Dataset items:
↓↓↓
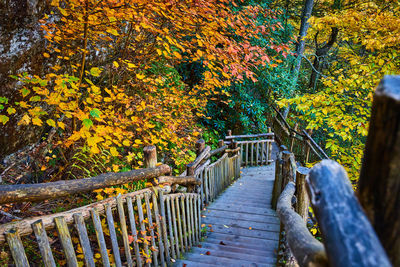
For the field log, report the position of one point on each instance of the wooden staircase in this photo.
(242, 228)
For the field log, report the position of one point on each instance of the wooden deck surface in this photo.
(243, 230)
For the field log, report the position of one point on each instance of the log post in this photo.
(301, 193)
(379, 183)
(349, 238)
(287, 174)
(306, 146)
(150, 156)
(200, 145)
(292, 136)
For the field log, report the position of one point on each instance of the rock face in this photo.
(21, 49)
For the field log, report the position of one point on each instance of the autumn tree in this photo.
(366, 49)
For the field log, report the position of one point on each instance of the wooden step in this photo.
(261, 260)
(233, 248)
(261, 248)
(246, 210)
(188, 263)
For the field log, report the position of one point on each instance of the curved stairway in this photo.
(242, 229)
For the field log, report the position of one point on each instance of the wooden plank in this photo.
(307, 250)
(84, 239)
(241, 246)
(174, 219)
(113, 236)
(42, 191)
(186, 262)
(257, 147)
(339, 213)
(245, 232)
(226, 237)
(249, 136)
(151, 228)
(16, 248)
(247, 154)
(24, 226)
(132, 221)
(243, 209)
(192, 221)
(184, 227)
(171, 231)
(188, 222)
(164, 225)
(252, 154)
(43, 243)
(143, 232)
(100, 237)
(237, 249)
(179, 219)
(66, 242)
(221, 261)
(237, 216)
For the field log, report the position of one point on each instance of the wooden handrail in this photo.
(348, 236)
(307, 250)
(42, 191)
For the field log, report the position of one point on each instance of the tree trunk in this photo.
(379, 183)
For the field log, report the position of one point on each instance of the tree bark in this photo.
(379, 183)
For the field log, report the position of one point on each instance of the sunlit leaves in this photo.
(95, 71)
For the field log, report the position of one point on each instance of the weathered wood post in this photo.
(150, 156)
(221, 143)
(301, 193)
(287, 174)
(269, 156)
(379, 183)
(293, 136)
(306, 146)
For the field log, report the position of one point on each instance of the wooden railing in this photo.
(299, 141)
(351, 235)
(152, 226)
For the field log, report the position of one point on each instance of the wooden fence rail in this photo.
(348, 235)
↑↑↑
▶ _WORK TASK_:
Reproduce each entry exactly as given; no pictures, please.

▶ _SOLUTION_:
For the field log, report the position of one point on each instance of the wooden staircase in this photo.
(242, 228)
For the field log, report the position of one point on each instance of the wooden deck surface in this photo.
(243, 230)
For the field log, report the position of one point on each instance of the log post in this photo.
(301, 193)
(379, 183)
(349, 238)
(287, 174)
(306, 146)
(150, 156)
(200, 145)
(292, 136)
For the field log, report the position of one point on each instance of the rock face in this photo.
(21, 49)
For the field log, report the position of one point on each instance of the autumn tree in this photo.
(366, 49)
For the field log, report the position of one point on each instance of the wooden step in this photo.
(261, 260)
(233, 248)
(261, 248)
(246, 210)
(188, 263)
For the field log, report the position of one point on each instance of the curved stairway in this photo.
(242, 229)
For the field log, report the position of one point on each instance of the wooden plank in this photo.
(307, 250)
(84, 239)
(241, 246)
(174, 219)
(113, 236)
(42, 191)
(186, 262)
(257, 147)
(339, 213)
(245, 232)
(226, 237)
(249, 136)
(151, 228)
(16, 248)
(247, 154)
(24, 226)
(132, 221)
(243, 209)
(192, 221)
(184, 227)
(171, 231)
(188, 222)
(164, 225)
(252, 154)
(43, 243)
(143, 232)
(100, 237)
(237, 249)
(179, 219)
(66, 242)
(221, 261)
(237, 216)
For the field log, report the position of one point on each instance of the wooden handrail in this photo.
(348, 236)
(307, 250)
(42, 191)
For the field log, report the position of one point on each instance of the tree trunk in this photo.
(379, 183)
For the field log, report the position of one point on each instance of the tree bark in this photo.
(379, 183)
For the field log, report the position of one point on each instance of the sunlit leaves in this photo.
(95, 71)
For the field log, report the position of one point on each instance of the weathered wood post in this photo.
(150, 156)
(221, 143)
(301, 193)
(287, 174)
(269, 156)
(379, 183)
(293, 136)
(306, 146)
For the field log, report the position of one point on each instance of the wooden railing in this photo.
(299, 141)
(351, 235)
(152, 226)
For the field log, report the position of one point on each instance of the wooden fence rail in this photo.
(348, 235)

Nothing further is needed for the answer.